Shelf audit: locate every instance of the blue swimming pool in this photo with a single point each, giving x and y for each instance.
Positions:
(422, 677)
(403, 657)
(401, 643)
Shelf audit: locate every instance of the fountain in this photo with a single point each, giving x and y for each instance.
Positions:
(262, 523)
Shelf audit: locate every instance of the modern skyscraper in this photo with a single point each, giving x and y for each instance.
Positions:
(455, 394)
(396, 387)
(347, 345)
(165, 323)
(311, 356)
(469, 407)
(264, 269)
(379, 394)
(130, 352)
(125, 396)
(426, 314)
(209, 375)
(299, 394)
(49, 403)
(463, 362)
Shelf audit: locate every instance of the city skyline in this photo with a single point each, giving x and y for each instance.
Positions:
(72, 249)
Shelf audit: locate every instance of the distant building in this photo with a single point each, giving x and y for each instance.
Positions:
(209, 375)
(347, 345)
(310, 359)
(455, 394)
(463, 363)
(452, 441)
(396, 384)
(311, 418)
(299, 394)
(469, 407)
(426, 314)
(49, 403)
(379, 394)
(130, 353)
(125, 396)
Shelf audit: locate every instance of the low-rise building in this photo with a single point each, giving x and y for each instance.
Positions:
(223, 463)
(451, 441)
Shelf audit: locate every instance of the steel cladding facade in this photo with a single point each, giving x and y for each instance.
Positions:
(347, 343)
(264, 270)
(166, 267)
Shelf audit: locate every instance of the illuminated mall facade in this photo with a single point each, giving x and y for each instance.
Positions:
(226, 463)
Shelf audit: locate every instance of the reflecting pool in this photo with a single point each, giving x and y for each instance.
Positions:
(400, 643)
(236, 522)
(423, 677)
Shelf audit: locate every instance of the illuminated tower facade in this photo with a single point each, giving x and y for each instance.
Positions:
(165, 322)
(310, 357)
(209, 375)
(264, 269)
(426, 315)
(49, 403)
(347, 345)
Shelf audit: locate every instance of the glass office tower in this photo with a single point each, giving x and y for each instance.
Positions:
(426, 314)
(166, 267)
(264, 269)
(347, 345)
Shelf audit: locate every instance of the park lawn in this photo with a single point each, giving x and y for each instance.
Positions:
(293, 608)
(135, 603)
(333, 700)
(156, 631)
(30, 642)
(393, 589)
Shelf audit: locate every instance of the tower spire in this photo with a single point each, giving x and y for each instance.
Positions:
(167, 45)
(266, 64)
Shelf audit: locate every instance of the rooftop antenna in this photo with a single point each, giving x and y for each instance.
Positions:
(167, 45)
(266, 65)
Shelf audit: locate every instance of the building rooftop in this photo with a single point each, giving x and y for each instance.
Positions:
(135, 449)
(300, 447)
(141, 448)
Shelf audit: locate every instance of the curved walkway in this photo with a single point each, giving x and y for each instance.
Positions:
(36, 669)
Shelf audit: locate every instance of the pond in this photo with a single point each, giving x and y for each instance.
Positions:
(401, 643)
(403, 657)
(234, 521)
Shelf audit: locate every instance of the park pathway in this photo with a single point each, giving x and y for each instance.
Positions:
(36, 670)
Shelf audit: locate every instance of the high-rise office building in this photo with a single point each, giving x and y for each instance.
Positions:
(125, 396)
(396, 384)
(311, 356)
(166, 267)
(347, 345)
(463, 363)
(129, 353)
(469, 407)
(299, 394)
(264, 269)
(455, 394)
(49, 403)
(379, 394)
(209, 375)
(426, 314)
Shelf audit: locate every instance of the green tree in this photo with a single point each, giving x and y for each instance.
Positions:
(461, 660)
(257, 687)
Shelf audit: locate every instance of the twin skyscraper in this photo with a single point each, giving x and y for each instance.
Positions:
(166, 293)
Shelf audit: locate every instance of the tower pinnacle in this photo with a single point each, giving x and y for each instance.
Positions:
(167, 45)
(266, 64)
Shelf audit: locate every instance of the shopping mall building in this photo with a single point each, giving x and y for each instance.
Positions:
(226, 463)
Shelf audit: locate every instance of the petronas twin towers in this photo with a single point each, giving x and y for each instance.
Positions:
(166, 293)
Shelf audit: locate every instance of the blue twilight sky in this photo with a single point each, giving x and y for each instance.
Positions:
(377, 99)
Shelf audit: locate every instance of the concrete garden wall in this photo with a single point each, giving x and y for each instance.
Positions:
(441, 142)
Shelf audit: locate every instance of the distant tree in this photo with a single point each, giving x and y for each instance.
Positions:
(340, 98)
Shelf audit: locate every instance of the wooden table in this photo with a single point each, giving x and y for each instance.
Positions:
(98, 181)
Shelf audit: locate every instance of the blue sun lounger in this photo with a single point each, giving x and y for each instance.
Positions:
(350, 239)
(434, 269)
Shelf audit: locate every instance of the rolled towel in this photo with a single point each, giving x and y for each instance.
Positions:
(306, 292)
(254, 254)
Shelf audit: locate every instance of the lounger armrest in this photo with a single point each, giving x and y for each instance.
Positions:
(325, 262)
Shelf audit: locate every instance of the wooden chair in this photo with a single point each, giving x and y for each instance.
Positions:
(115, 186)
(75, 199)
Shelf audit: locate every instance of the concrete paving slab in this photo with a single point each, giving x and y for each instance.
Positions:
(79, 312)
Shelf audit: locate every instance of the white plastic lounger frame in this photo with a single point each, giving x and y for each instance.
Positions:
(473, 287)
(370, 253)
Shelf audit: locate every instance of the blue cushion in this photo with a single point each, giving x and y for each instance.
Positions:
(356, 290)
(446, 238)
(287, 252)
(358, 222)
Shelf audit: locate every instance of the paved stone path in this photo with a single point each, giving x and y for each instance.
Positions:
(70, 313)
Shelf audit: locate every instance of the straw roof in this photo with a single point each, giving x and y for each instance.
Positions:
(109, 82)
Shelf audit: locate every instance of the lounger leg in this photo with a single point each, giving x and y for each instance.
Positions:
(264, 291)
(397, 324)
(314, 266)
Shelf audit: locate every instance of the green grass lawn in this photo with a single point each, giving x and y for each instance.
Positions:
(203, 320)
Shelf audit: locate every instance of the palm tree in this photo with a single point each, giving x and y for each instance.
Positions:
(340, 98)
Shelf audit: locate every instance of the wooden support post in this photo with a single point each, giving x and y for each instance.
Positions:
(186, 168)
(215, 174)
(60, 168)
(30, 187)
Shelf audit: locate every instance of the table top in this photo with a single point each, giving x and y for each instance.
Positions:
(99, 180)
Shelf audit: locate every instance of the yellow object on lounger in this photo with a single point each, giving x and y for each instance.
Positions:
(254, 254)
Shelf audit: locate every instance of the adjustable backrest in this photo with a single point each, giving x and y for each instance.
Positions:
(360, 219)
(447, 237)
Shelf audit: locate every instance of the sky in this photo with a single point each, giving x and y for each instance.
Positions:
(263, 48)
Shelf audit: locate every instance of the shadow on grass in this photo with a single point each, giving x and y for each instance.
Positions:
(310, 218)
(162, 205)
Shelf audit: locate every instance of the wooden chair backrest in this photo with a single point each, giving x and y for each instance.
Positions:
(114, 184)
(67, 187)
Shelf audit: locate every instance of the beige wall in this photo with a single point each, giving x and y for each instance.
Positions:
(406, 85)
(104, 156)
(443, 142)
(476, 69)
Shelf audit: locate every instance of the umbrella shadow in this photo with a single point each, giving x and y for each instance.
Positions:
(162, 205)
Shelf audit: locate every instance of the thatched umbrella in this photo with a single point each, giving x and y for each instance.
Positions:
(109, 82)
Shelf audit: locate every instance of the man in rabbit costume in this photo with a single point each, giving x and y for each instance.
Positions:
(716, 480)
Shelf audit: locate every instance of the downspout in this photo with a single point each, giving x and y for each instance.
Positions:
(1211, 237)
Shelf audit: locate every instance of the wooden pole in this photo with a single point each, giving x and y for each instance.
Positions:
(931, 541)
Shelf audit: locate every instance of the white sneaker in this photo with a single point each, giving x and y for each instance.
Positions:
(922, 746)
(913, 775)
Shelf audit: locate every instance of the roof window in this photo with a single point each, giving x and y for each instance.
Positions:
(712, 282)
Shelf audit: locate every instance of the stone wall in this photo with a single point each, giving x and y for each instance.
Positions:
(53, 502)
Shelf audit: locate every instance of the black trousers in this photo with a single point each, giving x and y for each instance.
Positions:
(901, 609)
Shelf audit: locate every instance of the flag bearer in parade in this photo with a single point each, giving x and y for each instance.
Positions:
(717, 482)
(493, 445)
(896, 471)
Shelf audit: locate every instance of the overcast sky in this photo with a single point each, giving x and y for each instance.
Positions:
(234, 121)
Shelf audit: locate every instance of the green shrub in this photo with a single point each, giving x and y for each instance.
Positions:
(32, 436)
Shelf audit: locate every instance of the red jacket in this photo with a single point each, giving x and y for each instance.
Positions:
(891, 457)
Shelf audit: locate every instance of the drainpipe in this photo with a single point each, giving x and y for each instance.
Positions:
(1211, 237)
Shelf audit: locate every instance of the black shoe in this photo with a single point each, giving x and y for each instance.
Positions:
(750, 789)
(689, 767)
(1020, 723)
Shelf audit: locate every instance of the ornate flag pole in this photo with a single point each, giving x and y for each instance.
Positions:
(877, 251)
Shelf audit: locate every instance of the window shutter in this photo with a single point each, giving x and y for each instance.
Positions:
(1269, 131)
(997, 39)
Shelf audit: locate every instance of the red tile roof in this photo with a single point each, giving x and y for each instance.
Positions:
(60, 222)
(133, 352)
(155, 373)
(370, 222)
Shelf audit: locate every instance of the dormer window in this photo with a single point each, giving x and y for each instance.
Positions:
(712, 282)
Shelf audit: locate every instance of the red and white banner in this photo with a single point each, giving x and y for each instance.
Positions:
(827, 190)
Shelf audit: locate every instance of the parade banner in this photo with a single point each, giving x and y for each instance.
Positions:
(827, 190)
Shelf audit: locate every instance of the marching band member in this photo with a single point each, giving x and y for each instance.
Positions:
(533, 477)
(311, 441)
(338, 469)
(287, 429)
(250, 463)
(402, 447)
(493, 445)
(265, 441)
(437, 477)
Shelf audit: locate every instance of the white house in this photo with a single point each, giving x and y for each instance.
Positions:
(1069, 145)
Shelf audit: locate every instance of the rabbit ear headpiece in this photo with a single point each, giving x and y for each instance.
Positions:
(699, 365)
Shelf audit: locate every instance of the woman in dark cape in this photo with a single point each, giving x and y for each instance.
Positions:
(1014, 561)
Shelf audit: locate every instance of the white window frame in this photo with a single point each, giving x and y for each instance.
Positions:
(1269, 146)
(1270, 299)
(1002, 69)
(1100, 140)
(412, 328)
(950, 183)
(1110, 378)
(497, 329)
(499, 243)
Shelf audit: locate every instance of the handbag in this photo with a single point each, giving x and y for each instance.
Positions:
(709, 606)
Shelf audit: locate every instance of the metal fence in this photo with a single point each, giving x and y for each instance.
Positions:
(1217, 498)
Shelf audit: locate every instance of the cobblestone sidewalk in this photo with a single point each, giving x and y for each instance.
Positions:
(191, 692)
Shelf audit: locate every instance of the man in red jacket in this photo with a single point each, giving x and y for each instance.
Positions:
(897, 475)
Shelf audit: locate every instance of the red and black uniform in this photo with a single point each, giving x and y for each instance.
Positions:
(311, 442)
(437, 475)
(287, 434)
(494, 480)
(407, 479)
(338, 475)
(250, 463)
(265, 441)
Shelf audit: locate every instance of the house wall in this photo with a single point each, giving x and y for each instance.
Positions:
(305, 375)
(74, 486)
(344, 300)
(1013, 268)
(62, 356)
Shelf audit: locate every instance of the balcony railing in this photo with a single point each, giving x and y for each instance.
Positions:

Direction = Only the lines from the one containing "Shelf audit: locate every instance of the white house" through the end of the material should be reproduced, exactly, with both ends included.

Written reply =
Shelf audit: locate every instance of the white house in this photo with a single point each, giving x and y for each instance.
Positions:
(1069, 145)
Shelf audit: locate every instance of the rabbit ear headpiece in this photo with a single point each, giving x and y for each instance.
Positions:
(699, 365)
Shelf audit: locate every instance of the woman in dark cape in this photo with a single point each, giving x and y for each instance.
Positions:
(1014, 561)
Shelf audit: locate every instance of the white window frame in this photo with a single point each, giving x and y for each instance.
Positions:
(1269, 146)
(1270, 299)
(1002, 69)
(1100, 140)
(412, 328)
(950, 183)
(1110, 378)
(497, 329)
(499, 243)
Shelf audit: locate every instance of the handbag in this photo with a single point each, giving x and y for each instance.
Positions:
(709, 606)
Shelf audit: locate every instance of the metal fence in this photo with a single point each, giving x and y for each instance.
Positions:
(1217, 498)
Shelf audit: locate every instance of the cobblestone sidewalk in this photo with a single point each, giving x and y for each instance.
Positions:
(191, 692)
Shelf audit: locate every instance of the man in red jacket in this photo with a single point each, giving x and y for each instance.
Positions:
(897, 475)
Shelf audit: locate every instance of the red and black uniform in this photo with a single point each, giving x and y for each instance.
Positions:
(311, 442)
(437, 475)
(287, 434)
(494, 480)
(407, 479)
(338, 475)
(250, 463)
(265, 441)
Shelf audit: locate every instance of the house wall in this photo with a single point each, giving x and y for each instance.
Positions:
(305, 375)
(74, 486)
(344, 300)
(1013, 268)
(62, 356)
Shelf audit: locate every instance of the balcony railing in this photo with a single point each, giving x and y for each instance.
Positions:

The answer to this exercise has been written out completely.